▸ **CONSIGNE**: Prolongez le texte sur l'émigration algérienne en reprenant après sa dernière phrase.

▸ **EXTRAIT DE TEXTE**:

::::

L'émigration algérienne, en France, est une longue histoire qui débute à la fin de la première guerre mondiale. Ce fut une question purement économique : les industriels français recherchaient une main d'œuvre étrangère polonaise, italienne et coloniale, en particulier algérienne. Elle reprend en 1946. L'indépendance de l'Algérie ne modifie en rien ce phénomène.

 

Cela restera une main d'œuvre de travail, essentiellement masculine, jusqu'en 1974, année qui marque un tournant lorsque, le 4 juillet, Valéry Giscard d'Estaing, président de la République ferme les frontières, car le chômage augmente, mais autorise le regroupement familial. Cette année-là, l'émigration algérienne concerne 185 000 personnes, puis 850 000 en 1976. Aujourd'hui le regroupement persiste, même s'il subit des tracasseries administratives.

 

 

L'émigration en France, une longue histoire

 

Le contexte a évolué. Depuis 1992, l'émigration se fait essentiellement pour des raisons politiques et sociétales. La guerre civile encourage beaucoup d'Algériens, en particulier les intellectuels, souvent menacés par les islamistes et l'appareil dirigeant, à quitter leur pays. On a vu apparaître le réfugié politique algérien. Plus de 100 000 demandes de statut de réfugié politique sont déposées entre 1993 et 2003. La France en accorde 19 625, l'Allemagne 44 210, la Grande-Bretagne 11 560.

 

Les vrais touristes algériens sont rares

 

En 2002, le phénomène change de visage avec le développement des Harragas, c'est-à-dire le départ de clandestins, souvent jeunes hommes de 20 à 40 ans, mais également, plus récemment, des femmes et des enfants qui utilisent des départs par mer en direction de l'Espagne ou de la Sardaigne. Leur nombre est difficile à évaluer : en 2006 les forces navales algériennes ont appréhendé 1 016 candidats à l'émigration clandestine, en 2007 1.586. Ce phénomène touche toutes les couches de la société.

::::

▸ **DONNÉES AFFICHÉES**:
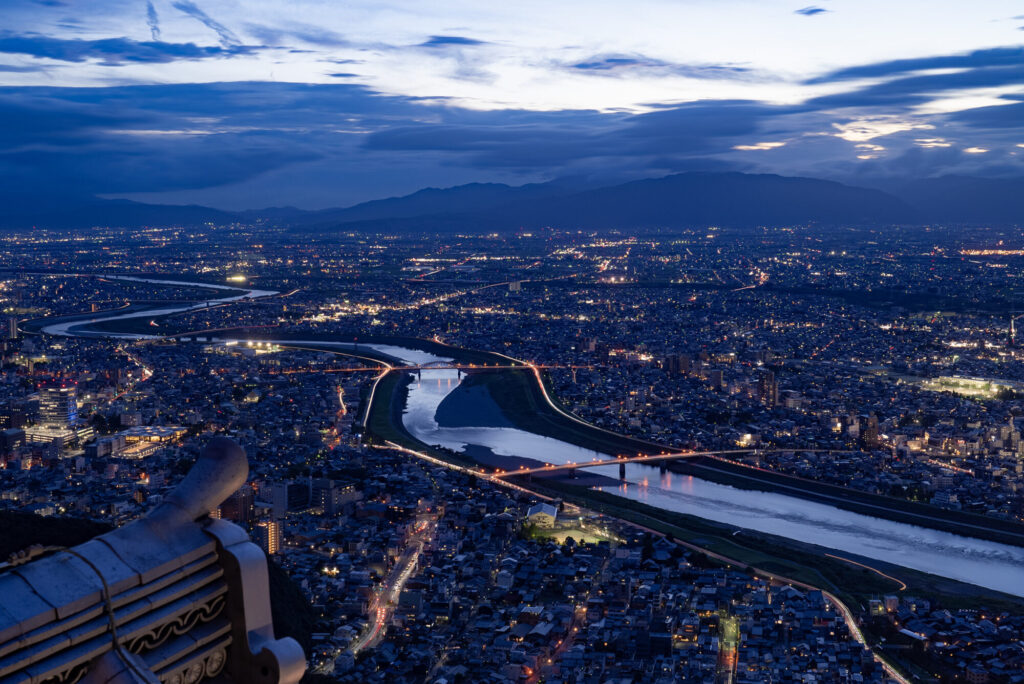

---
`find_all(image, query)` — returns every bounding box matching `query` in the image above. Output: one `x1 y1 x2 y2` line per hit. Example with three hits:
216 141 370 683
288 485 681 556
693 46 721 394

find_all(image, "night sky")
0 0 1024 209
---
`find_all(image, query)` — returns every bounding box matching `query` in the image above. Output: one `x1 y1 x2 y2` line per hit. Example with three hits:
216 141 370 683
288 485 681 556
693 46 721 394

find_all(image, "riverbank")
669 457 1024 547
458 362 1024 547
520 478 1024 612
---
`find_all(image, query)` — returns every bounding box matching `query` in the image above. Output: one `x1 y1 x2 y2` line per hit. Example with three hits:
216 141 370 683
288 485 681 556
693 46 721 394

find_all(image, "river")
42 276 1024 596
40 273 278 340
368 345 1024 596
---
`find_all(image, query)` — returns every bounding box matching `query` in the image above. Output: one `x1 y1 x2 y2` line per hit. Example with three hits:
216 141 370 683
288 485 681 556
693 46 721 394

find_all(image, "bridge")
267 364 595 375
493 448 855 480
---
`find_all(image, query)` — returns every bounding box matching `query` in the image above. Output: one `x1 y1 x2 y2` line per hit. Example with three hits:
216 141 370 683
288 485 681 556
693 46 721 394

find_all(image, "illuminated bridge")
494 448 855 479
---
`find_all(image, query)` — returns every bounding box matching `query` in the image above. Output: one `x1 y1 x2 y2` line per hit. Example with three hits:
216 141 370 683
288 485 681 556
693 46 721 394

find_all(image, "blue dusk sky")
0 0 1024 209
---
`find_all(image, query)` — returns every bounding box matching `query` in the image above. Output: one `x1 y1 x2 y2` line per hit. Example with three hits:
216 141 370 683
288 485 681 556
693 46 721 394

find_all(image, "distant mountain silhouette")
0 195 239 228
886 176 1024 224
313 173 916 230
0 172 1024 232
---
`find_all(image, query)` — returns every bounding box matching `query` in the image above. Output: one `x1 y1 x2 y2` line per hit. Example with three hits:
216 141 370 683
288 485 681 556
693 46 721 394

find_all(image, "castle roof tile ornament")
0 437 306 684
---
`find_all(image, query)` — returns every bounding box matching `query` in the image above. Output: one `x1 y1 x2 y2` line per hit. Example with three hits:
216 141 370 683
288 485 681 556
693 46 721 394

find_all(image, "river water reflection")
391 360 1024 596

::::

▸ **RÉPONSE**:
Ainsi Mourad Bendjedid, 29 ans, petit-fils de l'ancien président Chadli Bendjedid, a quitté clandestinement l’Algérie, le 8 février 2007, avec six autres jeunes hommes et n'a plus donné signe de vie. Mais ces harragas (ils "brûlent" leurs papiers pour ne pas être renvoyés dans leur pays) ne représentent qu'une faible partie des Algériens illégaux : 85% d'entre eux entrent en France avec un visa touristique, mais ne retournent pas dans leur pays à l'expiration de leur séjour. Chaque année, des dizaines de milliers d'algériens, souvent jeunes, diplômés, quittent leur pays à la recherche d'une autre vie, témoignage de l'échec du régime politique instauré en 1962.

 

Un pays riche, appauvri par une oligarchie prédatrice

 

Pourtant, l'Algérie est un pays riche, grâce au pétrole et au gaz sahariens. Ses réserves de change sont de 155 milliards de dollars fin 2010 et les disponibilités du Fonds de régulation des recettes de l’ordre de 165 milliards de dollars ; ce qui correspond à plus de 3 années d'importation de biens et de services. Malgré cela, le pouvoir est incapable de créer les conditions économiques et sociales susceptibles d'empêcher la fuite des jeunes et des cerveaux. 30% de la population active et 50% des jeunes de moins de 30 ans sont au chômage – c'est le taux le plus important des pays du Maghreb. Aucune perspective, aucun projet politique ou économique n'est proposé.

 

Dans ce pays, on va encore chercher l'eau potable à dos de mulet. Il y a plus de coupures d'électricité que dans la bande de Gaza. Il faut faire jouer ses relations (maârifa) pour obtenir un logement. Plus de 10 000 mouvements de grève ont eu lieu durant le premier semestre de l'année 2011.

 

Et les Algériens sont conduits à poser quelques questions pertinentes : pourquoi le pays ne construit-ils pas ses routes, autoroutes, ponts, ports, aéroports, immeubles, métro, tramways? Pourquoi a-t-il recours à des sociétés étrangères pour gérer les aéroports et le métro d'Alger ? En dehors des produits artisanaux et agricoles, pourquoi l'Algérie n'a-t-elle aucune industrie autonome? Pourquoi, en dépit des richesses archéologiques, des ressources balnéaires, des sites incomparables, d'un climat favorable le tourisme, qui fait la richesse des pays voisins, n'a-t-il pas été développé? Pourquoi les Algériens sont-ils incapables de produire de manière industrielle et autonome leurs vêtements, chaussures, matelas, ustensiles de cuisine ?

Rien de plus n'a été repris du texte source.